Stated task:
Extract the full listing verbatim and drop any pictures from your copy.

## BEGIN Exercise inputs

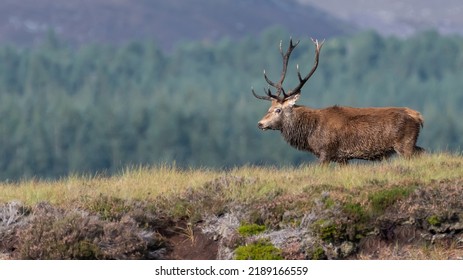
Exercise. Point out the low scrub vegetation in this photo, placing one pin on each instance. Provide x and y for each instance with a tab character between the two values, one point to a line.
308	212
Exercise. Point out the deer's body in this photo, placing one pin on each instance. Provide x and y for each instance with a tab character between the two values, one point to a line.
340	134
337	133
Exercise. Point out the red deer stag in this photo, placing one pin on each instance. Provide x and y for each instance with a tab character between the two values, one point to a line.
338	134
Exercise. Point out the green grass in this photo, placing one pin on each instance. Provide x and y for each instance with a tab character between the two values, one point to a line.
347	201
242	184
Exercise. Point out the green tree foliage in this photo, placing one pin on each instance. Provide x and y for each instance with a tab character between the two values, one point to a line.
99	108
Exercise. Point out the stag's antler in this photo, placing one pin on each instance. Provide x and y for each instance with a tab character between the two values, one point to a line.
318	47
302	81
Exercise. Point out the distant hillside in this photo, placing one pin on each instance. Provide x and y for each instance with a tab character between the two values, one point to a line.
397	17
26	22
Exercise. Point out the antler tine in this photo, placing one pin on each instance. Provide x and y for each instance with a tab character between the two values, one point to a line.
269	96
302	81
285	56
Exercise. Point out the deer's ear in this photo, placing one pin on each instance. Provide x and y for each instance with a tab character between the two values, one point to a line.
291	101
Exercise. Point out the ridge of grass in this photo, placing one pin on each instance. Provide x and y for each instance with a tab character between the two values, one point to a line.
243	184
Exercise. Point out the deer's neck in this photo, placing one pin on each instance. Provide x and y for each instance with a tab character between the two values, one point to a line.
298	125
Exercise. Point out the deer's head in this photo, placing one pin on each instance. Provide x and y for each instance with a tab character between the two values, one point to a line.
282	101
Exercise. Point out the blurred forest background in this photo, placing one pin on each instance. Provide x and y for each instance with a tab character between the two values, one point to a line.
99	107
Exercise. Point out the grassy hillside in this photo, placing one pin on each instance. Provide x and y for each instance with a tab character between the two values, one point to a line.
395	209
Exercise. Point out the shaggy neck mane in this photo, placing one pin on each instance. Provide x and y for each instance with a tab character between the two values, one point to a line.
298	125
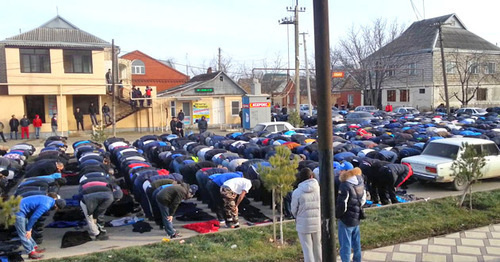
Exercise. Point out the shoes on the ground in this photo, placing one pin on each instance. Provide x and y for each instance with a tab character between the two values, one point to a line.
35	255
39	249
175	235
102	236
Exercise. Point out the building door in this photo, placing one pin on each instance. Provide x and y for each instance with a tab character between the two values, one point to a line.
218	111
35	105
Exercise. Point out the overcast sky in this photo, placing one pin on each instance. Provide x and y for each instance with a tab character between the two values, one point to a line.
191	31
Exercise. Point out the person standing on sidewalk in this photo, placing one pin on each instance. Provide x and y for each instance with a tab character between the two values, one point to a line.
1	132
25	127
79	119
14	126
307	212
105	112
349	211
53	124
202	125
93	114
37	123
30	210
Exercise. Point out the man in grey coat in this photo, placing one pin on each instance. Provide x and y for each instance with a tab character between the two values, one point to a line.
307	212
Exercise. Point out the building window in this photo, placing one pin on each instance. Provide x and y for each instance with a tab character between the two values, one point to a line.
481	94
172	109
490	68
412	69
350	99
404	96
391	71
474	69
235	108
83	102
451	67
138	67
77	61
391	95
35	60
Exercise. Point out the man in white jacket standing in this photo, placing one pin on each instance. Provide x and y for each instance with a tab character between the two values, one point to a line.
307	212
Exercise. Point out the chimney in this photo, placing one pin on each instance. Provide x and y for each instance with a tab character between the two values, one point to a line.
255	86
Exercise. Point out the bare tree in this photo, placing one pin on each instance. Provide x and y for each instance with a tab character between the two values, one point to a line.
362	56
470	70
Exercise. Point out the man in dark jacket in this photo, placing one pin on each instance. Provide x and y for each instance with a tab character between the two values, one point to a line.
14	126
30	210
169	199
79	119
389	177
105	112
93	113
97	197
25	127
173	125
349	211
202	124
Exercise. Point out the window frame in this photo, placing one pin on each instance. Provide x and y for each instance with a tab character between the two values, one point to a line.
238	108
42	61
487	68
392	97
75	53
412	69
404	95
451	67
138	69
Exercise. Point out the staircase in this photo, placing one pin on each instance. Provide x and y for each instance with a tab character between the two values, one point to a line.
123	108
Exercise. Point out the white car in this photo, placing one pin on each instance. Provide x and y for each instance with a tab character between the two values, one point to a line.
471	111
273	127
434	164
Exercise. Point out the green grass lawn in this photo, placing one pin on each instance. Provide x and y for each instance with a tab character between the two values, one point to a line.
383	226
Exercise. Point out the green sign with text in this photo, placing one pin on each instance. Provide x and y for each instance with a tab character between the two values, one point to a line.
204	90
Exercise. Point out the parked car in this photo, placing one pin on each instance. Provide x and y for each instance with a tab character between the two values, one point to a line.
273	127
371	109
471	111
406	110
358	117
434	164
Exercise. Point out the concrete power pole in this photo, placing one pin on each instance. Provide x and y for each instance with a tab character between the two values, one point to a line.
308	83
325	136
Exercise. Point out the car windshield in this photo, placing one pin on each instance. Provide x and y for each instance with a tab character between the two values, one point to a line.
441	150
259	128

## END Exercise inputs

Response below:
Exercise. Point out the low scrub vegetation in this photo, placing one pin on each instance. Provide x and y for each instance with a tab character between the two values, one point to a line.
308	212
Exercise. Point out the deer's body in this photo, placing one pin on each instance. Provide x and y for each instance with a tab character between the two values, one point to a line.
340	134
337	133
Exercise. Point out the red deer stag in this photo, placing one pin on each instance. Provide x and y for each instance with a tab character between the two values, one point to a line.
338	134
Exercise. Point out the green grass in this photo, placing one pin on each instance. Provide x and y for each instance with a tab character between the two values, one point to a line.
347	201
242	184
Exercise. Point out the green tree foliage in this photo, placing one pin on each instance. Provide x and y for each instance with a tab character between the two values, one point to a line.
99	108
Exercise. Point out the stag's antler in this photo, placing one pin on each instance. Provide x and y for each instance with a tab character between the two values, one point to a line.
318	47
302	81
Exercise. Point out the distant hillside in this photo, placing one pin on each instance. Provide x and y for each instance with a tab character between the two values, one point to a line.
397	17
26	22
Exercise. Point out the antler tine in this photo, placing one pin on each instance. Provide x and y for each instance with a tab character between the two values, one point to a line.
269	96
302	81
285	56
Exercise. Point out the deer's ear in this photo, placing one pin on each instance. Provide x and y for each instance with a tab character between the two values, one point to a line.
291	101
Exercise. Point out the ridge of grass in this photo, placing one pin on each instance. Provide x and y for each instance with a tab character between the two values, one point to a line.
243	184
Exercise. Point out the deer's neck in this photo, placing one pin on each instance. Provide x and y for each instance with a tab character between the two values, one point to a line.
298	125
Exercise. Point out the deer's head in this photo, placing one pin on each instance. Provide x and y for each instance with a tab character between the two values, one point to a line.
282	101
Exercise. Point out the blurred forest background in this photo, placing one pin on each instance. Provide x and y for each instance with a tab character between the two values, one point to a line.
99	107
Exercise. Point out the grassy hillside in this photo, placing one pin on each instance. Provide x and y for each instance with a tab character between the two values, one point to a line.
395	209
Exercise. Point out the shaggy neck mane in this photo, placing one pin on each instance. Provide x and y for each instance with a tab character between the two values, one point to a line.
298	125
Exercise. Point out the shoes on the ground in this photo, placing one pin on each instance. Provide x and y for each instance with a tab character between the two values, one point to a line.
35	255
39	249
175	235
102	236
Exercise. Point out the building door in this photo, placing one pin on each instance. Provide x and y for each instance with a tab character between the two values, one point to a line.
218	111
35	105
Exercise. Point out the overcast sky in this photo, placing one pin on each instance. Provide x and y for each instance with a tab character between the two values, one point to a line.
191	31
Exercise. Point out the person standing on sidewalk in this photo, placing one pin on each instance. Provide x and y for each instance with a tab character between the two values, one point to a line.
1	132
25	127
79	119
14	126
307	212
105	112
349	211
53	124
202	125
93	114
37	123
30	210
Exercise. Point out the man in grey coat in this photo, placing one pin on each instance. Provide x and y for each instance with a tab character between the two values, one point to a line.
307	212
Exercise. Point out the building window in this photo, placing one pin on each instance. Provide x and y for each instance with a tab character between the two values, one point to a line.
481	94
172	109
490	68
412	69
350	99
404	96
391	71
474	69
235	108
83	102
451	67
138	67
77	61
391	95
35	60
Exercise. Point out the man in white jacket standing in this photo, placing one pin on each instance. Provide x and y for each instance with a tab character between the two values, one point to a line.
307	212
Exercise. Point out the chimney in this photo, placing one pin on each instance. Provide x and y for each instance with a tab character between the two values, one point to a line.
255	86
Exercise. Point out the bare tree in this photo, placing one pin on each instance. Provide x and y for each instance with a tab character between the two values, one point to a line.
362	56
470	70
Exercise. Point out the man in dark jacket in this photo, placing one pin on each instance. Provide x and y for each instance with a tab character between the two values, one point to a line.
14	126
30	210
169	199
79	119
389	177
105	112
93	113
97	197
25	127
173	125
349	211
202	124
Exercise. Point out the window frame in this photo, placing one pin on each instance. Provide x and y for each instance with a tab character between the two values, one point to a line.
238	108
42	61
487	68
392	97
75	53
412	69
404	95
451	67
138	69
Exercise. Point out the staircase in this photo, placing one pin on each instance. Provide x and y for each instance with a tab character between the two values, one point to a line.
123	108
Exercise. Point out the white car in this photo, placing one pin on each instance. Provide x and y for each instance with a tab character between the two values, one point to a line.
471	111
273	127
434	164
Exercise. Point out the green grass lawn in this photo, placing one pin on each instance. Provide x and y for each instance with a tab character between the two values, one point to a line.
383	226
Exercise. Point out the green sign with text in this photo, placing one pin on each instance. Provide x and y for each instance with a tab character between the two values, one point to a line.
204	90
Exercise. Point out the parked car in this photo, placing one pin on each instance. Provide x and y for each instance with a tab character between the two values, one point to a line.
273	127
371	109
471	111
406	110
358	117
434	164
Exercise. Point out the concrete power pole in this photo, placing one pin on each instance. Provide x and y for each instance with a tab character between the two values, one point to a line.
308	83
325	136
Exercise. Point out the car windshield in this photo, placing one pin on each instance. Provide x and y for each instance with a tab character between the two values, one point to a line.
441	150
259	128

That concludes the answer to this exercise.